#### What you should do
Please revise the passage on energy conservation in China, starting at "Leaving the light" and ending at "issues in buildings.", replacing "contradictory" with "paradoxical".

#### Excerpted text
= = = =

Cleantech and climate change may now be buzzwords in China, but they are centered on technologies that are removed from daily life, like solar power and water filtration. For the average consumer, saving energy – and the environment – can be a vaporous notion.
The marketing consultancy What If was asked by the Joint US-China Cooperation on Clean Energy (JUCCCE), a non-profit group, to figure out how to rally China’s millions of consumers around the idea of energy conservation.
It quickly found that commonly held assumptions about Chinese consumers – like the idea that they could be motivated only by cost – were wrong.
“Money is not enough to motivate consumers,” said Arjan Polhuis of What If’s Shanghai office. “Most people are already doing some sort of energy saving.”
Leaving the light on
This seemingly contradictory claim is borne out by Rob Watson, the man behind the green buildings code, LEED, and who has advised the Chinese government on energy efficiency and conservation issues in buildings.

= = = =

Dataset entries
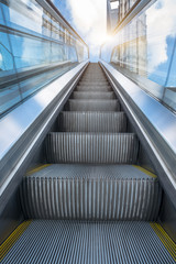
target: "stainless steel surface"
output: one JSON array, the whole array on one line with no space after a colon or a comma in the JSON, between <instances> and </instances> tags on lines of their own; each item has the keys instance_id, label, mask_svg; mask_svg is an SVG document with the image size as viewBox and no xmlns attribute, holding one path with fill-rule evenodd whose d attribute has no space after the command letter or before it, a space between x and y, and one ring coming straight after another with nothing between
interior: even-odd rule
<instances>
[{"instance_id":1,"label":"stainless steel surface","mask_svg":"<svg viewBox=\"0 0 176 264\"><path fill-rule=\"evenodd\" d=\"M168 251L148 222L35 220L1 263L174 264Z\"/></svg>"},{"instance_id":2,"label":"stainless steel surface","mask_svg":"<svg viewBox=\"0 0 176 264\"><path fill-rule=\"evenodd\" d=\"M23 178L26 219L155 221L157 178L132 165L51 165Z\"/></svg>"},{"instance_id":3,"label":"stainless steel surface","mask_svg":"<svg viewBox=\"0 0 176 264\"><path fill-rule=\"evenodd\" d=\"M58 130L62 132L125 132L124 112L61 112Z\"/></svg>"},{"instance_id":4,"label":"stainless steel surface","mask_svg":"<svg viewBox=\"0 0 176 264\"><path fill-rule=\"evenodd\" d=\"M163 194L162 198L160 221L161 226L176 243L176 210L165 194Z\"/></svg>"},{"instance_id":5,"label":"stainless steel surface","mask_svg":"<svg viewBox=\"0 0 176 264\"><path fill-rule=\"evenodd\" d=\"M47 163L135 164L139 141L132 133L50 133Z\"/></svg>"},{"instance_id":6,"label":"stainless steel surface","mask_svg":"<svg viewBox=\"0 0 176 264\"><path fill-rule=\"evenodd\" d=\"M153 158L163 188L173 205L176 195L176 116L138 85L101 61L128 116ZM117 88L119 86L119 88ZM139 99L140 98L140 99ZM176 207L176 205L174 205Z\"/></svg>"},{"instance_id":7,"label":"stainless steel surface","mask_svg":"<svg viewBox=\"0 0 176 264\"><path fill-rule=\"evenodd\" d=\"M74 91L73 99L116 99L113 91Z\"/></svg>"},{"instance_id":8,"label":"stainless steel surface","mask_svg":"<svg viewBox=\"0 0 176 264\"><path fill-rule=\"evenodd\" d=\"M69 99L69 111L120 111L120 103L118 100L82 100Z\"/></svg>"},{"instance_id":9,"label":"stainless steel surface","mask_svg":"<svg viewBox=\"0 0 176 264\"><path fill-rule=\"evenodd\" d=\"M22 213L19 189L11 198L0 216L0 244L13 232L24 220Z\"/></svg>"},{"instance_id":10,"label":"stainless steel surface","mask_svg":"<svg viewBox=\"0 0 176 264\"><path fill-rule=\"evenodd\" d=\"M1 204L4 208L22 175L19 169L43 140L88 62L81 63L0 120ZM72 82L70 82L72 81ZM68 86L69 89L68 89ZM13 184L12 184L13 183ZM11 184L11 185L10 185ZM10 186L9 186L10 185Z\"/></svg>"}]
</instances>

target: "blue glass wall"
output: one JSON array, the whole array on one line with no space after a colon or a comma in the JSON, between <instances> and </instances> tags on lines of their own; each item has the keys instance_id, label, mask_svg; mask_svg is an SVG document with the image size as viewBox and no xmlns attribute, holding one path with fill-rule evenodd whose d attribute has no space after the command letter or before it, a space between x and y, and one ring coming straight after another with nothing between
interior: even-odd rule
<instances>
[{"instance_id":1,"label":"blue glass wall","mask_svg":"<svg viewBox=\"0 0 176 264\"><path fill-rule=\"evenodd\" d=\"M0 113L40 89L44 79L47 82L88 58L87 45L51 9L35 0L0 0ZM20 80L41 69L53 69L41 76L41 85L38 76L31 84Z\"/></svg>"}]
</instances>

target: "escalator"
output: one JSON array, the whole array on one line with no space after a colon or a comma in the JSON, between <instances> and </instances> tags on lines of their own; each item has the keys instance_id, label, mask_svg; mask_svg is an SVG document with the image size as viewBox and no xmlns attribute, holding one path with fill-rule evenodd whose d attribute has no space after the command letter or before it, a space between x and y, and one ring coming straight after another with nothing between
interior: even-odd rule
<instances>
[{"instance_id":1,"label":"escalator","mask_svg":"<svg viewBox=\"0 0 176 264\"><path fill-rule=\"evenodd\" d=\"M175 263L163 190L98 64L89 64L20 186L23 221L1 263Z\"/></svg>"}]
</instances>

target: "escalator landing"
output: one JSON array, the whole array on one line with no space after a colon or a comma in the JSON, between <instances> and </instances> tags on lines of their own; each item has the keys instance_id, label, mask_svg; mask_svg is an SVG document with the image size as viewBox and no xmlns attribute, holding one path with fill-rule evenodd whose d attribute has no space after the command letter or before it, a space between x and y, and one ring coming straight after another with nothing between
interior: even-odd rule
<instances>
[{"instance_id":1,"label":"escalator landing","mask_svg":"<svg viewBox=\"0 0 176 264\"><path fill-rule=\"evenodd\" d=\"M175 253L157 223L33 220L1 263L169 264Z\"/></svg>"}]
</instances>

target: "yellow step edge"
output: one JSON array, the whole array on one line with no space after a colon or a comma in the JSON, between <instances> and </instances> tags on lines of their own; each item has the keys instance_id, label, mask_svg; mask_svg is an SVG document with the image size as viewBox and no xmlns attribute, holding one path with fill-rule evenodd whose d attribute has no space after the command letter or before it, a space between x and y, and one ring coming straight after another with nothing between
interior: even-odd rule
<instances>
[{"instance_id":1,"label":"yellow step edge","mask_svg":"<svg viewBox=\"0 0 176 264\"><path fill-rule=\"evenodd\" d=\"M166 250L169 252L174 261L176 262L176 243L169 238L166 231L162 228L160 223L150 223L152 229L155 231Z\"/></svg>"},{"instance_id":2,"label":"yellow step edge","mask_svg":"<svg viewBox=\"0 0 176 264\"><path fill-rule=\"evenodd\" d=\"M0 262L18 241L18 239L23 234L23 232L31 224L32 220L22 222L10 235L9 238L0 245Z\"/></svg>"},{"instance_id":3,"label":"yellow step edge","mask_svg":"<svg viewBox=\"0 0 176 264\"><path fill-rule=\"evenodd\" d=\"M152 178L157 178L157 176L151 172L148 172L147 169L141 167L141 166L138 166L138 165L133 165L133 167L138 168L139 170L143 172L144 174L151 176Z\"/></svg>"},{"instance_id":4,"label":"yellow step edge","mask_svg":"<svg viewBox=\"0 0 176 264\"><path fill-rule=\"evenodd\" d=\"M37 172L40 172L41 169L43 169L43 168L45 168L45 167L48 167L48 166L51 166L52 164L44 164L44 165L37 165L36 167L34 167L34 168L32 168L31 170L29 170L28 173L26 173L26 176L30 176L31 174L34 174L34 173L37 173Z\"/></svg>"}]
</instances>

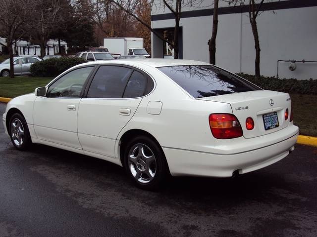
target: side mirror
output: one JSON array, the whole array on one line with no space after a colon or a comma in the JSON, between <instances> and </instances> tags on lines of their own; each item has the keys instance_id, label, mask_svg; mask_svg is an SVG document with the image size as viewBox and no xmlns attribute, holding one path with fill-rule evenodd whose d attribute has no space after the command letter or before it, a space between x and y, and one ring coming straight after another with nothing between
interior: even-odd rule
<instances>
[{"instance_id":1,"label":"side mirror","mask_svg":"<svg viewBox=\"0 0 317 237\"><path fill-rule=\"evenodd\" d=\"M46 87L38 87L34 91L37 96L45 96L46 95Z\"/></svg>"}]
</instances>

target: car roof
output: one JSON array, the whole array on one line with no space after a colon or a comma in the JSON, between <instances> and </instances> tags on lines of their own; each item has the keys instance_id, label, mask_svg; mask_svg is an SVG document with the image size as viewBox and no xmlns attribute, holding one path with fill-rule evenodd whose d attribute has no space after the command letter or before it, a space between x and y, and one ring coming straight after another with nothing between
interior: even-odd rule
<instances>
[{"instance_id":1,"label":"car roof","mask_svg":"<svg viewBox=\"0 0 317 237\"><path fill-rule=\"evenodd\" d=\"M181 65L210 65L208 63L201 62L199 61L188 60L185 59L166 59L163 58L147 58L147 59L138 59L138 60L125 60L122 59L120 60L111 60L111 61L100 61L97 62L92 62L90 63L86 63L79 64L75 66L81 67L84 65L103 65L108 64L123 64L130 66L134 66L136 67L142 67L142 65L146 65L154 68L158 68L160 67L168 67L173 66Z\"/></svg>"},{"instance_id":2,"label":"car roof","mask_svg":"<svg viewBox=\"0 0 317 237\"><path fill-rule=\"evenodd\" d=\"M96 52L95 51L83 51L83 52L81 52L81 53L108 53L111 54L111 53L110 53L109 52Z\"/></svg>"}]
</instances>

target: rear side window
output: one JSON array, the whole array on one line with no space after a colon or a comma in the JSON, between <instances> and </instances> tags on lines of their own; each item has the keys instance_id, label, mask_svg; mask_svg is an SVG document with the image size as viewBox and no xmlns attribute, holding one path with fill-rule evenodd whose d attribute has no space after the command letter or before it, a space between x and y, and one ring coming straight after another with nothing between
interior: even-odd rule
<instances>
[{"instance_id":1,"label":"rear side window","mask_svg":"<svg viewBox=\"0 0 317 237\"><path fill-rule=\"evenodd\" d=\"M211 65L158 68L195 98L261 89L246 80Z\"/></svg>"},{"instance_id":2,"label":"rear side window","mask_svg":"<svg viewBox=\"0 0 317 237\"><path fill-rule=\"evenodd\" d=\"M147 79L137 71L131 76L124 91L123 98L136 98L143 96L147 86Z\"/></svg>"},{"instance_id":3,"label":"rear side window","mask_svg":"<svg viewBox=\"0 0 317 237\"><path fill-rule=\"evenodd\" d=\"M81 58L83 58L84 59L86 59L86 55L87 55L87 53L83 53L83 54L81 55L81 57L80 57Z\"/></svg>"},{"instance_id":4,"label":"rear side window","mask_svg":"<svg viewBox=\"0 0 317 237\"><path fill-rule=\"evenodd\" d=\"M88 98L122 98L132 69L123 67L103 66L98 69L91 83Z\"/></svg>"}]
</instances>

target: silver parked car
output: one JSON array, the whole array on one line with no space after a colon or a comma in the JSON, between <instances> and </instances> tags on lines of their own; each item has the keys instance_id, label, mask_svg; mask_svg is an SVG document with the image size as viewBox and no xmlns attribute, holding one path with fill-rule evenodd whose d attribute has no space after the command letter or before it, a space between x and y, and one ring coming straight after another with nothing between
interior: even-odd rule
<instances>
[{"instance_id":1,"label":"silver parked car","mask_svg":"<svg viewBox=\"0 0 317 237\"><path fill-rule=\"evenodd\" d=\"M61 55L45 55L43 57L43 60L46 60L47 59L50 59L50 58L60 58Z\"/></svg>"},{"instance_id":2,"label":"silver parked car","mask_svg":"<svg viewBox=\"0 0 317 237\"><path fill-rule=\"evenodd\" d=\"M29 75L30 67L42 59L37 56L18 56L13 57L13 67L14 76ZM10 59L7 59L0 64L0 77L9 77L10 76Z\"/></svg>"}]
</instances>

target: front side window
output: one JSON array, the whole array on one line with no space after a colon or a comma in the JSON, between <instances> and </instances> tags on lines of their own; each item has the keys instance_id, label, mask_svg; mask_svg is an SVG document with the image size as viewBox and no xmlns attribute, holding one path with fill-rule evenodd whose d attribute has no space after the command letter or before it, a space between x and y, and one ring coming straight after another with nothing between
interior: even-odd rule
<instances>
[{"instance_id":1,"label":"front side window","mask_svg":"<svg viewBox=\"0 0 317 237\"><path fill-rule=\"evenodd\" d=\"M261 89L246 80L211 65L181 65L158 69L195 98Z\"/></svg>"},{"instance_id":2,"label":"front side window","mask_svg":"<svg viewBox=\"0 0 317 237\"><path fill-rule=\"evenodd\" d=\"M148 52L144 48L135 48L133 49L135 55L139 55L141 54L148 54Z\"/></svg>"},{"instance_id":3,"label":"front side window","mask_svg":"<svg viewBox=\"0 0 317 237\"><path fill-rule=\"evenodd\" d=\"M95 58L97 60L114 59L114 58L112 57L112 55L111 55L110 53L95 53Z\"/></svg>"},{"instance_id":4,"label":"front side window","mask_svg":"<svg viewBox=\"0 0 317 237\"><path fill-rule=\"evenodd\" d=\"M83 53L83 55L81 55L81 58L83 58L84 59L86 59L86 55L87 55L87 53Z\"/></svg>"},{"instance_id":5,"label":"front side window","mask_svg":"<svg viewBox=\"0 0 317 237\"><path fill-rule=\"evenodd\" d=\"M122 98L132 69L116 66L99 68L90 85L87 97Z\"/></svg>"},{"instance_id":6,"label":"front side window","mask_svg":"<svg viewBox=\"0 0 317 237\"><path fill-rule=\"evenodd\" d=\"M38 62L39 60L35 59L34 58L28 58L27 59L27 63L34 63Z\"/></svg>"},{"instance_id":7,"label":"front side window","mask_svg":"<svg viewBox=\"0 0 317 237\"><path fill-rule=\"evenodd\" d=\"M95 59L94 58L94 56L93 56L92 53L89 53L88 56L87 56L87 60L88 61L95 61Z\"/></svg>"},{"instance_id":8,"label":"front side window","mask_svg":"<svg viewBox=\"0 0 317 237\"><path fill-rule=\"evenodd\" d=\"M85 82L93 67L79 68L65 74L49 87L48 97L77 98L81 96Z\"/></svg>"}]
</instances>

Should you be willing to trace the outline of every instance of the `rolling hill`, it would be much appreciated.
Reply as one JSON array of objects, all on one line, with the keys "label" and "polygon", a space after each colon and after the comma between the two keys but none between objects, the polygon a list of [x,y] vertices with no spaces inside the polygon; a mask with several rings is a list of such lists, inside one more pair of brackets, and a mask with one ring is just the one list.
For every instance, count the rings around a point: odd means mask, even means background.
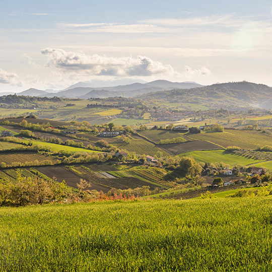
[{"label": "rolling hill", "polygon": [[237,110],[238,107],[272,108],[272,88],[245,81],[216,84],[200,88],[172,90],[141,95],[141,99],[156,99],[172,103],[190,103]]},{"label": "rolling hill", "polygon": [[[86,84],[75,85],[75,88],[69,88],[58,93],[44,94],[43,96],[52,97],[80,97],[89,98],[89,97],[105,98],[119,96],[123,95],[126,97],[132,97],[135,95],[160,92],[165,90],[172,90],[176,88],[190,89],[202,87],[202,85],[195,82],[171,82],[167,80],[157,80],[148,83],[134,83],[126,85],[119,85],[112,87],[93,87],[86,86]],[[96,91],[94,94],[94,91]],[[105,91],[109,92],[108,94]],[[91,92],[91,93],[90,93]],[[95,94],[95,96],[94,96]]]}]

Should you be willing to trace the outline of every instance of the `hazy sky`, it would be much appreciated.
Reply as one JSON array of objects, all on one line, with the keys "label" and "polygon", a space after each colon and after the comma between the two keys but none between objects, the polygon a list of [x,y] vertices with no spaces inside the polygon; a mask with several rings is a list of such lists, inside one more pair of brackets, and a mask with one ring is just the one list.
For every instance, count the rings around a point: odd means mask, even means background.
[{"label": "hazy sky", "polygon": [[272,85],[272,2],[0,0],[0,92],[131,78]]}]

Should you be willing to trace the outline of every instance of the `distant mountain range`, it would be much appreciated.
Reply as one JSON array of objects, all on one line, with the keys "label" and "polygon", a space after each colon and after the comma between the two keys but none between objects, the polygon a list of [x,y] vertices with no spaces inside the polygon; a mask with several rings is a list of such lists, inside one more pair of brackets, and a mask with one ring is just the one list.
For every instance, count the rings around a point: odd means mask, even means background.
[{"label": "distant mountain range", "polygon": [[240,107],[272,109],[272,88],[246,81],[219,83],[189,90],[176,89],[144,94],[135,98],[206,105],[233,110]]},{"label": "distant mountain range", "polygon": [[79,83],[78,87],[75,87],[76,85],[74,85],[71,87],[75,88],[68,88],[57,93],[32,88],[17,94],[85,99],[123,96],[149,101],[154,99],[176,104],[202,105],[208,108],[223,108],[230,110],[241,110],[242,108],[248,109],[251,107],[272,109],[272,88],[264,84],[245,81],[203,86],[195,82],[156,80],[146,83],[137,82],[126,85],[97,88],[80,87],[81,83]]},{"label": "distant mountain range", "polygon": [[[117,82],[119,82],[120,81],[117,81]],[[101,84],[101,83],[100,84]],[[109,97],[122,96],[125,97],[133,97],[137,95],[154,92],[160,92],[177,88],[190,89],[200,87],[202,86],[195,82],[171,82],[167,80],[156,80],[146,83],[137,82],[126,85],[110,87],[85,87],[89,86],[90,84],[90,83],[79,82],[57,93],[49,93],[31,88],[17,94],[46,97],[57,96],[68,98],[105,98]]]}]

= = = =

#### Answer area
Leaving the light on
This seemingly paradoxical claim is borne out by Rob Watson, the man behind the green buildings code, LEED, and who has advised the Chinese government on energy efficiency and conservation issues in buildings.